FIGURE 2. C3 interacts with genes associated with poor prognosis of colorectal cancer. (A) The interaction network of C3. Genes from significant modules related FOLFOX chemotherapy resistance are shown in the blue circle, genes from the significant module related to colorectal cancer recurrence are shown in the in red circle, and genes upregulated in colorectal cancer samples with lymph node metastasis are shown in the green circle (B) Enrichment analysis for genes in the C3 gene interaction network. A raw p-value less than 0.05 indicated statistical significance.
High C3 Gene Expression Leads to Increased Colorectal Cancer Recurrence Risk and Poor Survival
We next compared the effect of high and low expression of C3 on tumor recurrence in patients with CRC in the GSE39582 dataset. Patients with high C3 expression exhibited an increased risk of recurrence (OR = 1.52, 95% CI: 1.05–2.22; p = 0.023) (Figure 3). Further subgroup analysis showed that the levels of C3 expression had significantly positive effect on colorectal cancer recurrence in patients during early TNM stages (p = 0.002) and those without spread to lymph nodes (p = 0.009). In addition, we found a statistically significant susceptibility in subgroups without mutations in TP53 (p = 0.010), KRAS (p = 0.004), and BRAF (p = 0.019).
FIGURE 3. Forest plot of the association between C3 gene expression and the recurrence risk of colorectal cancer. Samples in the GSE39582 dataset were categorized according to the median expression C3 gene. Odds ratio (OR) and 95% confidence interval (95% CI) were calculated to assess the risk of recurrence. M: mutation; WT: wild type. *p < 0.05, **p < 0.01.
----
- [Directions]:
1. Answer the following from the C3 colorectal cancer excerpt:
(a) Which dataset was used to compare tumor recurrence between high and low C3 expression?
(b) In the C3 interaction network, what do the genes shown in the green circle represent?
(c) What p-value is reported for the subgroup without KRAS mutations?
2. Using the C3 colorectal cancer excerpt, explain how samples were grouped for the forest plot and why odds ratios with 95% confidence intervals were calculated.
3. Carry on the C3 colorectal cancer excerpt from the point where it stops.

- [Dataset section]:
----
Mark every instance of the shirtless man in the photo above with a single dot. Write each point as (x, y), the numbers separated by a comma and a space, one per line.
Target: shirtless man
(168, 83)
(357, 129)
----
- [Task results]:
1.
(a) The GSE39582 dataset.
(b) Genes upregulated in colorectal cancer samples with lymph node metastasis.
(c) p = 0.004.

2. Samples in the GSE39582 dataset were split into high and low groups at the median C3 gene expression. Odds ratios and 95% confidence intervals were calculated to assess the risk of recurrence.

3.
Subsequent survival analysis was performed to validate the prognostic value of C3 in four independent transcriptome datasets with a total of 1,358 samples. Kaplan-Meier plots revealed that high C3 expression was associated with a statistically significant unfavorable progression−free survival (Figure 4A, p = 0.023), disease−free survival (Figures 4B,C; both p-values < 0.05), and recurrence−free survival (Figure 4D, p = 0.022). Therefore, we propose that C3 represents a candidate biomarker for poor prognosis in colorectal cancer patients.
FIGURE 4. C3 gene expression is a significant prognostic factor of colorectal cancer. Kaplan-Meier curves assessing progression-free survival in the TCGA-COAD dataset (A), disease-free survival in the GSE17536 dataset (B) and GSE87211 dataset (C), and recurrence-free survival in the GSE39582 dataset (D) were plotted. Optimal separation based on C3 gene expression for samples in each dataset was identified to achieve best statistical significance. A p-value less than 0.05 indicated statistical significance.
C3 Overexpression Promotes Oxaliplatin Resistance
To explore the impact of C3 gene expression on resistance to FOLFOX chemotherapy, we assessed the correlation between C3 gene expression in different colorectal cancer cell lines and the corresponding IC50 of 5-Fluorouracil and Oxaliplatin. C3 gene expression was positively associated with Oxaliplatin IC50 (Figure 5 A, p = 0.019), but not with 5-Fluorouracil (Figure 5B, p = 0.120). Next, we compared the transcriptome concordance between chemotherapy reagent resistance and C3 overexpression. The top 300 up-regulated genes were obtained by comparing the samples with a high and low abundance of C3 expression (no significantly down-regulated gene were identified because of insufficient log2-transformed fold changes). The GSEA results found these genes were significantly enriched in the comparison between Oxaliplatin-resistant cells and naïve cells (Figure 5C, p = 0.003). However, the enrichment was not statistically significant in the cell model of 5-Fluorouracil resistance (Figure 5D, p = 0.832). This was consistent with the results of in silico IC50 tests. Based on the observations above, it could be reasonably speculated that a high C3 gene expression in colorectal cancer might promote resistance to Oxaliplatin.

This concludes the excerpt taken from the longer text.